**Exercise instructions**
Copy each of the items below word for word, keeping every line in its original order.

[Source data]
>> begin

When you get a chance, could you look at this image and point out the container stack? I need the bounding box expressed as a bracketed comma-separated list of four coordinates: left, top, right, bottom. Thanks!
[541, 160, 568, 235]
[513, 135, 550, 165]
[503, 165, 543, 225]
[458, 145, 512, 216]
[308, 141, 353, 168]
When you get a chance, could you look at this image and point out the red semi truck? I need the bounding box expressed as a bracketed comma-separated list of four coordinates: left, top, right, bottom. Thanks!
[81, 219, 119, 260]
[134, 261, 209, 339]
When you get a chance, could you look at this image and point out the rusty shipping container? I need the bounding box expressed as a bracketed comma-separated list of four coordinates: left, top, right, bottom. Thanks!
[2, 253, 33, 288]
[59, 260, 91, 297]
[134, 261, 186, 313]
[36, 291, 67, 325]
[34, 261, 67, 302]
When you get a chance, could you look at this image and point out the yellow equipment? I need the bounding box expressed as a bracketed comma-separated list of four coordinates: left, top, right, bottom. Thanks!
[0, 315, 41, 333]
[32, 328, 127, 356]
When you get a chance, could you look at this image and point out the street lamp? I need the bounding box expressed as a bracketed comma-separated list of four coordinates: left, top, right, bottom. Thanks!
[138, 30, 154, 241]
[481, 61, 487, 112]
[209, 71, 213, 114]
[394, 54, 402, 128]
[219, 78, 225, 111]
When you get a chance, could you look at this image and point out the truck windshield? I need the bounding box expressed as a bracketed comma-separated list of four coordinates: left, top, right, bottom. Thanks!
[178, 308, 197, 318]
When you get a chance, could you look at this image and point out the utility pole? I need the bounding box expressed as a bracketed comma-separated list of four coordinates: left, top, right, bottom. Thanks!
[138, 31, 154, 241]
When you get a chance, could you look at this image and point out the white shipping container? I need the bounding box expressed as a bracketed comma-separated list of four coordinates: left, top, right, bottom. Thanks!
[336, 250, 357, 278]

>> end

**Solution for this problem**
When you get a chance, could you look at this image and point out the container stack? I need the bounding box expressed as a bracketed comma-separated list of four coordinates: left, top, right, bottom. Thanks!
[541, 160, 568, 235]
[513, 135, 550, 165]
[503, 165, 543, 225]
[458, 145, 512, 216]
[308, 141, 353, 168]
When you get a chance, could you look at this image and point out the red semi truck? I need the bounding box expressed as a bracketed comma-separated list of four coordinates: left, top, right, bottom. Thanks!
[81, 219, 119, 260]
[134, 261, 209, 339]
When you get a chance, could you look at this image and point out the rusty shipping container? I need the bounding box expressed as a bracketed comma-separated list of four coordinates: left, top, right, bottom. Thanks!
[2, 253, 33, 288]
[59, 260, 91, 297]
[134, 261, 186, 313]
[36, 291, 67, 325]
[34, 261, 67, 302]
When you get a chance, could you look at this image and point out the yellow equipment? I need the bounding box expressed as a bracketed comma-separated list of four coordinates: left, top, right, bottom. Thanks!
[0, 315, 41, 333]
[32, 328, 127, 356]
When you get a chance, could you look at this image and point out the street lamp? I need the bounding box expressed as a bracketed comma-separated list of four coordinates: left, top, right, bottom. Thanks!
[138, 30, 154, 241]
[481, 61, 487, 112]
[209, 71, 213, 114]
[394, 54, 402, 128]
[219, 78, 225, 111]
When you get a chance, could you look at this image and point out the truck windshield? I need the bounding box expressed as a bracketed comma-separated list of four coordinates: left, top, right, bottom. Thanks!
[178, 308, 197, 318]
When you get a chance, could you look at this image and point out the utility pole? I need the bounding box expressed as a bracketed comma-separated list of four coordinates: left, top, right, bottom. Thanks!
[138, 31, 154, 241]
When you get a chance, could you look at this image and point out the white shipping container? I need the bounding box expressed as a bracketed comma-separated list of four coordinates: left, top, right, bottom. Thanks!
[336, 250, 357, 278]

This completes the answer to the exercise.